-- Start Information given --

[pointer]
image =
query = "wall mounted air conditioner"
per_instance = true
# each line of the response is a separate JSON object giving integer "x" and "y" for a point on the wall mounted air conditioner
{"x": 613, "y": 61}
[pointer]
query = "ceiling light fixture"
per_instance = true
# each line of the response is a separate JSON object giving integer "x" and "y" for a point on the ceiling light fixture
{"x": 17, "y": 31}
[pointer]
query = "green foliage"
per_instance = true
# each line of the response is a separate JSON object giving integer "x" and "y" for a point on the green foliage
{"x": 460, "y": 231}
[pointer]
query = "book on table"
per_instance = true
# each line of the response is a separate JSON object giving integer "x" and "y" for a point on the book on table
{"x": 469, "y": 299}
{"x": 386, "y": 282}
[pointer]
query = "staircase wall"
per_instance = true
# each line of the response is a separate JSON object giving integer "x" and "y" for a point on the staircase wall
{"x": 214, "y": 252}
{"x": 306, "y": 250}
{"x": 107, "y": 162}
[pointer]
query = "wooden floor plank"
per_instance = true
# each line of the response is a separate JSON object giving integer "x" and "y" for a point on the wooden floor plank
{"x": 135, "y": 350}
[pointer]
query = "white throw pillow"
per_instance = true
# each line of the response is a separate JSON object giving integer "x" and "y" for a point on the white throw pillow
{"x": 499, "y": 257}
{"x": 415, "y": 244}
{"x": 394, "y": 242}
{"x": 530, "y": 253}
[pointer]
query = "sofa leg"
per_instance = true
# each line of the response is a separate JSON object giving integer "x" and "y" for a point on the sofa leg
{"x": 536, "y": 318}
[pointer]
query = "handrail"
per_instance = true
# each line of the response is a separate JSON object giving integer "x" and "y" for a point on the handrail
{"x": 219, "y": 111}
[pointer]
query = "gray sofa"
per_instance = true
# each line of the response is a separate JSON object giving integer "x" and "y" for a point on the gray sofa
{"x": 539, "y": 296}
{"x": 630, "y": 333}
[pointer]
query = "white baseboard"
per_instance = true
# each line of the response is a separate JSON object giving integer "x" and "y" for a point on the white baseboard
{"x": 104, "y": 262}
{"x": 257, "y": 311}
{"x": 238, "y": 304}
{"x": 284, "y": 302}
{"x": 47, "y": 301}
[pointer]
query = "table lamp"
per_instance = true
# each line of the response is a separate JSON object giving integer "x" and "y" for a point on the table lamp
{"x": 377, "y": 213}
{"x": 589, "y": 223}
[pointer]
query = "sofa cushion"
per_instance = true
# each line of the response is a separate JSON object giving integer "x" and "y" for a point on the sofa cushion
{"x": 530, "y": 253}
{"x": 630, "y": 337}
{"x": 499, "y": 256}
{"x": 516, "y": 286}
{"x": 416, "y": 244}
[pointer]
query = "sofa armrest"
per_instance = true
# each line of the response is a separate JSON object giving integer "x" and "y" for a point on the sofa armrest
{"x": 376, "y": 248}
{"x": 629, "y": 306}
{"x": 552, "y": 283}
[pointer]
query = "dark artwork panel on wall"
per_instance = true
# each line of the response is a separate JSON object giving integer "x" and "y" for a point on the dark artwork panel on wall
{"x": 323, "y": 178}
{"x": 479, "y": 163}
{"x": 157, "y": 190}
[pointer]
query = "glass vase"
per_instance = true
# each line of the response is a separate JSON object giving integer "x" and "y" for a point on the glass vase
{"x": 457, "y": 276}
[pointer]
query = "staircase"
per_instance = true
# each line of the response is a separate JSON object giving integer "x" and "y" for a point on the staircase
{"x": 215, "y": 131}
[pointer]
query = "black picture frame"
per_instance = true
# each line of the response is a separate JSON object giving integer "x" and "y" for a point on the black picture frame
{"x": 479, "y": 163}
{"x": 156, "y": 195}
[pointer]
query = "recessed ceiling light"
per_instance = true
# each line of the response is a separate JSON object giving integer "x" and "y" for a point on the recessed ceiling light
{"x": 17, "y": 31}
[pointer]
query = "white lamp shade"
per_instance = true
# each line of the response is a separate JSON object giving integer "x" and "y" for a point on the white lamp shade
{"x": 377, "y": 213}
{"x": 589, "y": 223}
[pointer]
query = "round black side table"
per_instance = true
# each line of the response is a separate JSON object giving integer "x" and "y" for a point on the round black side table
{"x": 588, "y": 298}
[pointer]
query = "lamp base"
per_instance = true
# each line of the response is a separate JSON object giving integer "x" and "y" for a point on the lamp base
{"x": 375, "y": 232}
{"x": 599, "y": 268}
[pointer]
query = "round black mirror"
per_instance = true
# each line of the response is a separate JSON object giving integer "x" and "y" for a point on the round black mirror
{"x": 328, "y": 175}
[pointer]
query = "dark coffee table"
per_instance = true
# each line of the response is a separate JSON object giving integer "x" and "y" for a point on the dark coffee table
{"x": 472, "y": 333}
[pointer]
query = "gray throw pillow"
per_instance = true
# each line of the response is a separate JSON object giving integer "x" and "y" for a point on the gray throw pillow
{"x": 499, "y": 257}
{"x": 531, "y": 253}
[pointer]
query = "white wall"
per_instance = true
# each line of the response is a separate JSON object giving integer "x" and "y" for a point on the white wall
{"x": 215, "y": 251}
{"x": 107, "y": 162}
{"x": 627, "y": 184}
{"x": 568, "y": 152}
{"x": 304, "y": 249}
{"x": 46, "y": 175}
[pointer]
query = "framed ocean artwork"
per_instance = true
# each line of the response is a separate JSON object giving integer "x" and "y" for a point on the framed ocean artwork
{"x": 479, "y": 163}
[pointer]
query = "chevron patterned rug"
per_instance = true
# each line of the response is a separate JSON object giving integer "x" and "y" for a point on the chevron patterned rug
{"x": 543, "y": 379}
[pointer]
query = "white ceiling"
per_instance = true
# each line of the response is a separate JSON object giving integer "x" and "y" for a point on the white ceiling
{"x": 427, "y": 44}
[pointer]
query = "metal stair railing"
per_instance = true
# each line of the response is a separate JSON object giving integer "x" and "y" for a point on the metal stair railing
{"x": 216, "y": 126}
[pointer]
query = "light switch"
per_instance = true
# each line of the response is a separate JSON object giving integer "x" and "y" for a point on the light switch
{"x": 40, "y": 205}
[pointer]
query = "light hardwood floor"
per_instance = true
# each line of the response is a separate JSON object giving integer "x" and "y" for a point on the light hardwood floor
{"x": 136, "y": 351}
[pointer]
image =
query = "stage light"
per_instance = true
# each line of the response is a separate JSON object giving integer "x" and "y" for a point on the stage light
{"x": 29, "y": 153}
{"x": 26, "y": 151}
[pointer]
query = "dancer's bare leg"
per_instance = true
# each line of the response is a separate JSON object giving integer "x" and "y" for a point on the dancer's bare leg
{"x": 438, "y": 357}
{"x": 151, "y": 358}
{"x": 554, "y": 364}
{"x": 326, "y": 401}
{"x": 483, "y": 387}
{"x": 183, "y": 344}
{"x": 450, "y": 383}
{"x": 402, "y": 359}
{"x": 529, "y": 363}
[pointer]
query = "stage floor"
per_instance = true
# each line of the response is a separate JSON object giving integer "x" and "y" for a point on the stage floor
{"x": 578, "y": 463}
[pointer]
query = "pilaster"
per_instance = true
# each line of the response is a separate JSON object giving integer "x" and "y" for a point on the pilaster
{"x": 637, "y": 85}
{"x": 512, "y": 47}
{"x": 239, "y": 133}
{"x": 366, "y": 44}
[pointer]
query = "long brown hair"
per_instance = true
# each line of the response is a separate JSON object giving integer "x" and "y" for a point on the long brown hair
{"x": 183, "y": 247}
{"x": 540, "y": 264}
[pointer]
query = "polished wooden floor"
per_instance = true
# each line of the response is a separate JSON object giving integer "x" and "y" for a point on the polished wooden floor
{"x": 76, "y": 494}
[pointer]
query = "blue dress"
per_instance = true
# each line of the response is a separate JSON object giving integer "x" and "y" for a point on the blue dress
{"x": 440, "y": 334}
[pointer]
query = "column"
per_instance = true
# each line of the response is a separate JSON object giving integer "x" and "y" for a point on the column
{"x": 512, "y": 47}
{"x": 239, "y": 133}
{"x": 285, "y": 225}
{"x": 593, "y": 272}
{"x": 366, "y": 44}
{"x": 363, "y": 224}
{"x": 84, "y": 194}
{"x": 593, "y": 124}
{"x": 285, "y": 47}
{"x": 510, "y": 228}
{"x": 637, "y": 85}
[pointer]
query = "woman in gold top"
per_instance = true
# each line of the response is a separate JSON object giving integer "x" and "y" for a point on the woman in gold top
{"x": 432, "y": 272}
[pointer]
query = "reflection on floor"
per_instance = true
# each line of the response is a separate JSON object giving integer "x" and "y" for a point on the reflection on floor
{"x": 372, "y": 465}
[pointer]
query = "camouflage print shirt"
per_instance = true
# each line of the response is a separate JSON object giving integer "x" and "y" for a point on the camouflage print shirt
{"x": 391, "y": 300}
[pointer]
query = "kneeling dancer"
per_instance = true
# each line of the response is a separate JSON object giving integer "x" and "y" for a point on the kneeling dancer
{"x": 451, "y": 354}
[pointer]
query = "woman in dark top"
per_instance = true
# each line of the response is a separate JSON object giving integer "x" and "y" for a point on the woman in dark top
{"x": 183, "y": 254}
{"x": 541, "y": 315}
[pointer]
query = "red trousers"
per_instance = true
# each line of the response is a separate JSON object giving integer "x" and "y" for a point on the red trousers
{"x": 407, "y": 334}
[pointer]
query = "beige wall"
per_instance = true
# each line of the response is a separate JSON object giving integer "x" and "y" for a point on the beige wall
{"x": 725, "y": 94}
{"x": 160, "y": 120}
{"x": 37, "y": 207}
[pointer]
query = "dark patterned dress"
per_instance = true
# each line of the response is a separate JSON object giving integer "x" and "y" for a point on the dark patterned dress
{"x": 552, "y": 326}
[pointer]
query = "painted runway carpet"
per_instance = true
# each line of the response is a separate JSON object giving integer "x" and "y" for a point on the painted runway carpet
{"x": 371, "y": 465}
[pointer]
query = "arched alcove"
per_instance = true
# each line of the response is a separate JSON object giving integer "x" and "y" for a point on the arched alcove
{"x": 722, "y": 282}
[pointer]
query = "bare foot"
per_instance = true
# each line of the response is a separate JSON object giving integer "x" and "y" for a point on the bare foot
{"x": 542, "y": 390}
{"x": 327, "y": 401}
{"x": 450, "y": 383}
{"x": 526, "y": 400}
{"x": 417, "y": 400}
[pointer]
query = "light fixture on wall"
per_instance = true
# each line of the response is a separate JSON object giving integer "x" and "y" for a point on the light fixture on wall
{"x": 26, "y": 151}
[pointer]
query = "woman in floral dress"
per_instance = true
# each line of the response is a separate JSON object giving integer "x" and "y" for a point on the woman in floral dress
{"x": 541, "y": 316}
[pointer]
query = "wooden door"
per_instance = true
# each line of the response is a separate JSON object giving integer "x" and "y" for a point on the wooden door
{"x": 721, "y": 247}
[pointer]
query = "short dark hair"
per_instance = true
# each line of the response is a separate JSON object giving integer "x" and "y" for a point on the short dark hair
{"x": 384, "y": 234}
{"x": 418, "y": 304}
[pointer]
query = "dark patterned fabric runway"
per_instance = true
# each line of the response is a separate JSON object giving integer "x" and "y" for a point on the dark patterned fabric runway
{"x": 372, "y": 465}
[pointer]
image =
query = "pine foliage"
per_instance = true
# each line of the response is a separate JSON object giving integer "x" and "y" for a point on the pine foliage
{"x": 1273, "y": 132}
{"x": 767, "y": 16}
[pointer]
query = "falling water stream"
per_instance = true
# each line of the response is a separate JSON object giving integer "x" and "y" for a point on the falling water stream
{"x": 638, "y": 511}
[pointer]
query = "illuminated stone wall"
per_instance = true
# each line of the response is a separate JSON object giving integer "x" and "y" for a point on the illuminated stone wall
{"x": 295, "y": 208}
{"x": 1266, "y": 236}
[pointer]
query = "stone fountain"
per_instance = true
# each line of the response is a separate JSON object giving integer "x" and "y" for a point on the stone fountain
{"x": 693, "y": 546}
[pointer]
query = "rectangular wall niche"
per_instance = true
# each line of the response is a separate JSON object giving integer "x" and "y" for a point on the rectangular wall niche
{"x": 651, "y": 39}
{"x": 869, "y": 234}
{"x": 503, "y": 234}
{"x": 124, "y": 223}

-- End Information given --

_Goal_
Which lines in the entries above contain the word "column"? Pull out each of those lines.

_Problem solution_
query = "column"
# each line of the response is a separate JSON object giving integer "x" and "y" for a point on the column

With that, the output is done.